■ What is expected
Carry forward the personal account of getting through the college entrance exam with help from Les Mis, starting after its last sentence.

Don’t you think a peaceful story like this deserves to exist too? 🥖
I know everyone here just wants to see my drawings and nobody cares about the story, but I still want to write everything down, sharing my joy, gratitude and hardships.
This long, long story dates back to last June. I mentioned before that I watched the Les Mis World Tour staged concert before. To be honest, it is not an exaggeration to say that I was saved by this fabulous performance —and also by Bradley Jaden.
I had been preparing for the college entrance exam since July 2024. Since I had studied Studying for that tedious exam for a whole year drove me insane. I had lost all my confidence and courage before June last year. I questioned everything, including the meaning of life. Even though I tried to watch some movies, read some books, and remind myself that I would go to Les Mis in June to motivate myself, the happiness from those activities faded away quickly. Those reminders seemed useless in front of such a gloomy and lonely life. Despair and anxiety affected me to the extent that I almost cried every day. All I prayed for was to skip to July, when the exam would be held.
The most difficult time was last May. The desire to watch Les Mis in person was no longer a solid reason to stay alive. The only thing I wanted was relief. I lived like a ghost every day. It felt like I was just “functioning,” not “alive.” Nausea and exhaustion seized me every day. Sometimes I had less than one meal a day because of those unpleasant problems.
But as the opening of the Les Mis World Tour drew near, I still managed to do some research on the cast. It was around that time that I got to know about Bradley and became hooked on his extraordinary performance. I was also moved by the interview with Ramin in The Hang. So I wrote him a small card and wanted to give it to him directly at the stage door.
Then the day of the performance came, still feeling unwell so I started to hope I wouldn’t throw up in the magnificent venue…
(tbh that was the first time I went to the National Theater, and it is such a splendid venue!!! It’s exactly how I imagine a theater should be. I love the comfortable red seats and the air conditioning)
There is no need to explain how incredible the performance was…. As the first chords from the orchestra hit me, all the unpleasant feelings seemed to be blown away with them.
Although I didn’t cry much because I still needed more time to regain my feelings and recover from all of this, I enjoyed every moment of it.
Especially Bradley’s Javert… his Stars and Javert’s suicide really resonated with me… The back of him walking back toward the exit with the orchestra after “No way to go on”… it was just so heartbreaking and breathtaking. It convinced me even more that I had to give him the card.
After the second attempt I finally managed to give him that little card. I was so scared and so shy that I only said “I really love your Javert” and “Thank you”…. But I still got an autograph and a picture… this experience gave me so much strength and courage. I slept and ate well after that day…and tried to know more about Bradley. I searched for and watched some interviews and recordings.
Ultimately, I came across the funny Thank You Baked Potato song and the inspiring Who I’d Be. Those songs accompanied me through the last days before the exam.
I began to believe that there really is “a big bright beautiful world just for me”
Finally… the judgement day came. If someone asks about the results? It was satisfying! I got into the college I wanted and majored in what I am interested in.

■ Given data
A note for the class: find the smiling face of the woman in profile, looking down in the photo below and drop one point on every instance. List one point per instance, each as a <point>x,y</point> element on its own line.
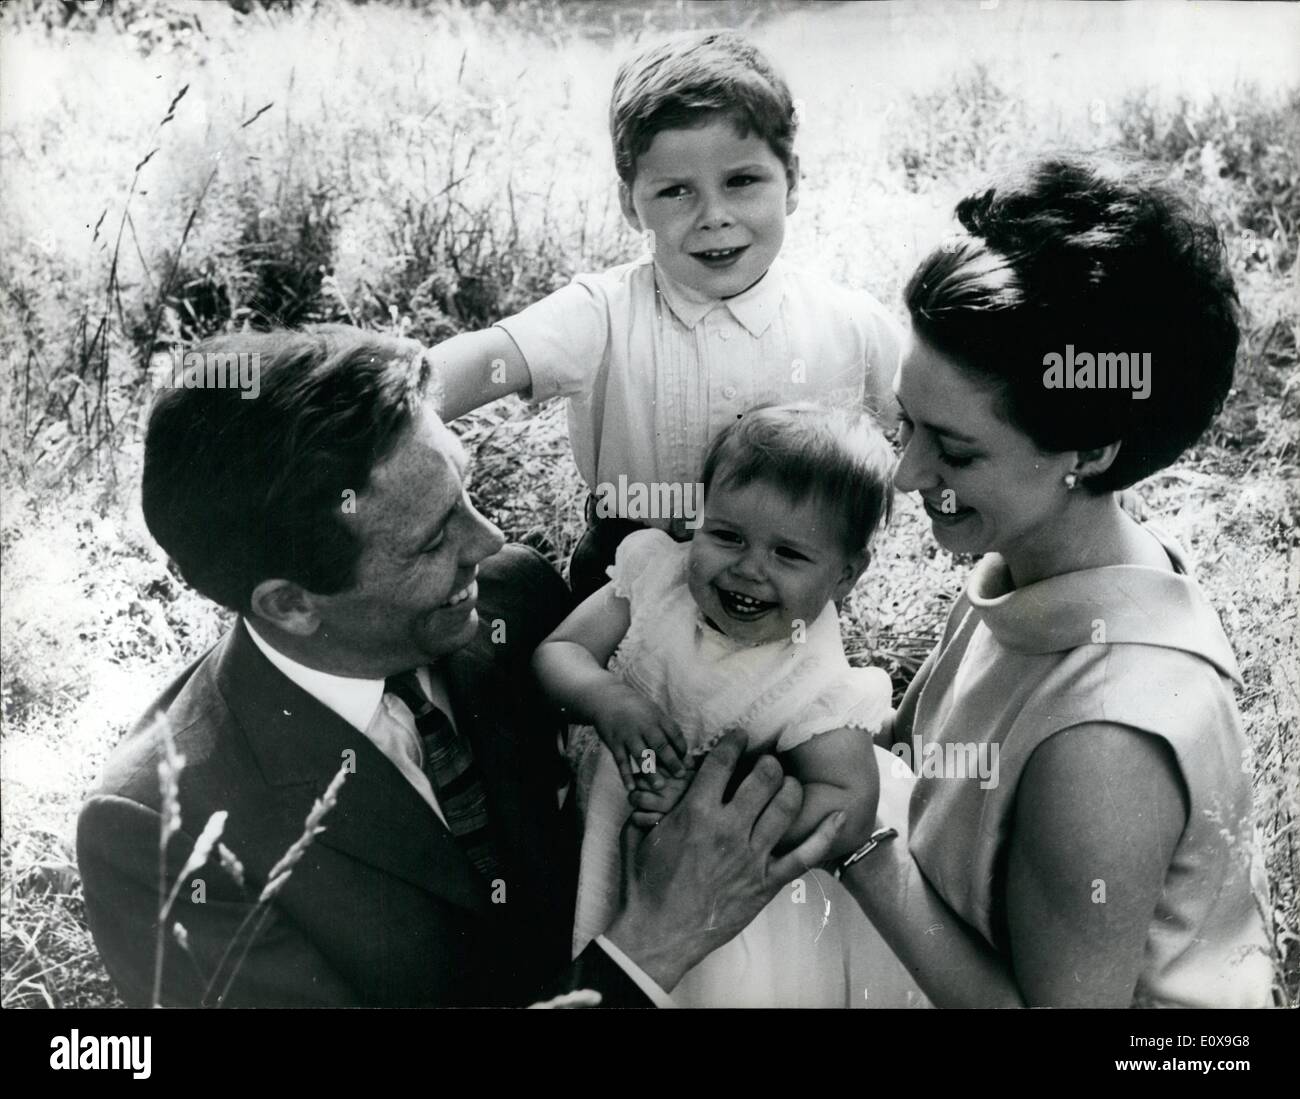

■ Output for this task
In the second half of last year, I felt like the luckiest person on earth. I went to see many amazing musicals, did things I love, and made more friends online. The Reunion even came to Taiwan and I got to meet Ramin and receive his autograph.
There were still new challenges indeed, but I gradually learned how to deal with them with balance.
I have been thinking about if it is not Les mis, not Bradley Jaden, I would never reach this day. I couldn’t picture all of these fortunate moments and treasure experiences at that desperate time.
(ok after so many words we are finally heading to the topic hahaha)
Time moves to this January, when I first heard that Bradley was going to hold his concert at the National Concert Hall… I almost threw my lunch up. I had always imagined he might come back someday—but not that soon!!!!!
The opportunity to see him again excited me so much. I had long wanted to express my gratitude to him since last September
I began to prepare cards and letters. Needless to say, I drew his Javert!
The concert was in the evening, but I went to the stage door in the afternoon to see whether I might meet Bradley. Then I met Ben Forster (he was the guest of the concert) and got his signature on my ticket 🤣 and then I went to my seat and waited for the performance to begin.
(I know this post isn’t about him but Ben is so kind to fans!!!!! And I became a fan too after he sang the extraordinary Gethsemane. It was so different from the 2012 Jesus Christ Superstar… It’s really a pity for those who didn’t hear it in person.)
I knew the first song would be Who I’d Be so I’ve been worried that I would burst into tears when I heard the first chord. Unsurprisingly, I sobbed so hard that I had to adjust the distance of my telescope (I always use one when I am too far away from the stage) because I was afraid I might damage it with my tears.
The confident and energetic voice of Bradley reminded me of the days when this song encouraged me.
The entire night was divided into two parts: Bradley explaining why he chose those songs and the actual performance. Unfortunately, my memory is quite poor, so I can’t recall the details. 🤣 Bradley was so genuine, lovely, and humorous while talking. I can’t express how upset I was when I realized I couldn’t remember anything well enough to write down in this reflection.
Anyway, he shared his journey in summary. Bradley used this concert to tell his own story—from his past to his future. (I’ve probably over-translated a bit hahahaha but Bradley said he would sing some songs from shows he hopes to be part of.)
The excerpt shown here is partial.